[Passage]:
--------------------------------------------------
It’s the intransigence on both sides, which seems to be partly tied up with the masculine values of pride and saving face. Sharon is the ultimate militarist, steeped in traditions of toughness as indicator of righteousness. Arafat is in a more ambiguous position, probably caught between his own hard men and a somewhat duplicitous confusion of statements. Both sides have their elements of extremists, religious and ideological, that do not want peace. Neither side should allow these to have the influence they have. We need new negotiators who have both the courage to reject and control their own warmongers and the capacity to understand that sitting righteously on competing grievances cannot solve the problems.
If both sides have what they see as legitimate claims over the same land, there needs to be some real compromises. There needs to be a recognition of that both have been wrong and wronged and that competing for the high moral ground is not going to work. Maybe if the negotiators have had more maternal experience in breaking up sibling fights they would recognise the need for different processes to move on.
I am appalled by the levels of anti Palestinian prejudice (racism?) and their demonising in both Israeli propaganda and often comments by local Jews. Whatever our desire to support the continuation of the state of Israel, we need to recognise that it was at the expense of the then inhabitants. The claims that this was given by God is not acceptable as anyone can make similar claims on the basis of their different beliefs and who is to adjudicate on their legitimacy.
We have accepted reparations for losses under Nazis but somehow deny the Palestinians’ case. They should not have to pay for the sins of anti-Semites in Europe. I recognise that many originally denied the right of Israel to exist but, now, most of the moderate states would not support this stance. There is a good basis for new agreements but not if Israel continues to create aggrieved and angry potential bombers by gross military interventions.
--------------------------------------------------
Dataset excerpts:
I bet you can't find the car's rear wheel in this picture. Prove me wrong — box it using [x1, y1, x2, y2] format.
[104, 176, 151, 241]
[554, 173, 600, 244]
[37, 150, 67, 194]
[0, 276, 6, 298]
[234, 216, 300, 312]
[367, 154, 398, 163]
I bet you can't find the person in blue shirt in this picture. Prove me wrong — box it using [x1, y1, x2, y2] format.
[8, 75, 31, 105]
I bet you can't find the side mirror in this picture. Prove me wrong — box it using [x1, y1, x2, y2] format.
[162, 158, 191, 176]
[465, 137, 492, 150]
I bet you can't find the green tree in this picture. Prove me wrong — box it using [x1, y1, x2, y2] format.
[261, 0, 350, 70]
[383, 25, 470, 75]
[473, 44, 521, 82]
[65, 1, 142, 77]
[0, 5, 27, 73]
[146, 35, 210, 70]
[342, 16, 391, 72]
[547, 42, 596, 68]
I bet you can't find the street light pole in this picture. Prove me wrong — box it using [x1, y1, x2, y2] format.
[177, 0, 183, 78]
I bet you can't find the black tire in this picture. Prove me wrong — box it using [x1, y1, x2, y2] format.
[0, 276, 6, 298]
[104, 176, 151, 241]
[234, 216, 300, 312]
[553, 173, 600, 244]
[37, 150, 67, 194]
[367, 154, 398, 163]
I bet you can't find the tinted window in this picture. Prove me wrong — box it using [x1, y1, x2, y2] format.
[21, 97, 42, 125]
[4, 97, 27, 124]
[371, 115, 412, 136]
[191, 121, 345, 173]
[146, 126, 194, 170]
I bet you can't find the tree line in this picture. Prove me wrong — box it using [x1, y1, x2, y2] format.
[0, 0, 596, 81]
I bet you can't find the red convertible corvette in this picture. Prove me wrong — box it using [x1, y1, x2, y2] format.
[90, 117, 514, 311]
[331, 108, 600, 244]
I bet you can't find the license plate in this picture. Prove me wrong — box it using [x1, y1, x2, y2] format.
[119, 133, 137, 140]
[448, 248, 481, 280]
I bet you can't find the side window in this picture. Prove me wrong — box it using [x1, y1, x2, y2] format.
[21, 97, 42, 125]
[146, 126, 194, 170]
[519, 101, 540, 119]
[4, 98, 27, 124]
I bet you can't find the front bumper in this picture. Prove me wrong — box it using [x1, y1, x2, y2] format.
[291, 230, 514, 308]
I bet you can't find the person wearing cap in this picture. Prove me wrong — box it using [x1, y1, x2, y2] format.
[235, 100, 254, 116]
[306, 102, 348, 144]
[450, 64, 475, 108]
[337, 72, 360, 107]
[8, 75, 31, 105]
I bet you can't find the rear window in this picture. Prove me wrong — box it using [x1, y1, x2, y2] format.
--------------------------------------------------
[Prompt A]: In the commentary on the Israeli-Palestinian conflict, what kind of experience might lead negotiators to recognize the need for different processes?
[Prompt B]: Write what comes after the last sentence of the commentary on the Israeli-Palestinian conflict.

[Reply A]: More maternal experience in breaking up sibling fights.

[Reply B]:
Why am I writing something like this? I want to see more debate within the Australian Jewish community, as there is in Israel, about the way forward. Loyalty should never be blindly given but should be able to be critical to ensure that the country we want to support deserves not just our but the support of others. The present aggression by Israel, whatever its basis, is making enemies and losing the vestiges of high support that it gained because of collective guilt at inaction on the holocaust. Israel was necessary because it offered us somewhere safe to go, but we need to pay the rent and recognise its survival depends on its reputation and the goodwill of others, not the power of its army.
I am a feminist, secular, humanist Jew. I come fully equipped with a desire to make the world a better place because of what happened to me and my family in Europe in the thirties. I was born in Vienna in February 1938, and Hitler took over early in March. My mother was in her final year of a medical degree; My father, was a university drop out and I suspect, political activist, son of a well off coffee merchant. We became aliens in a short time and joined the exodus.
What happened to me and my family was because we were Jewish. This was not a matter of choice but attribution so I remain indelibly Jewish and have never, as an adult, wanted to deny this. I learned much from two men and two woman in my life: my grandfather Philipp Kantor, who taught me civility; my father Richard Hauser who made me responsible for the fate of the world; my stepmother Hephzibah Menuhin who helped me to care about others but it was her bad example, and that of my mother, who taught me that women should not be silent and complicity with unfair use of power, neither in the household nor in the wider world. That is one basis of my feminism.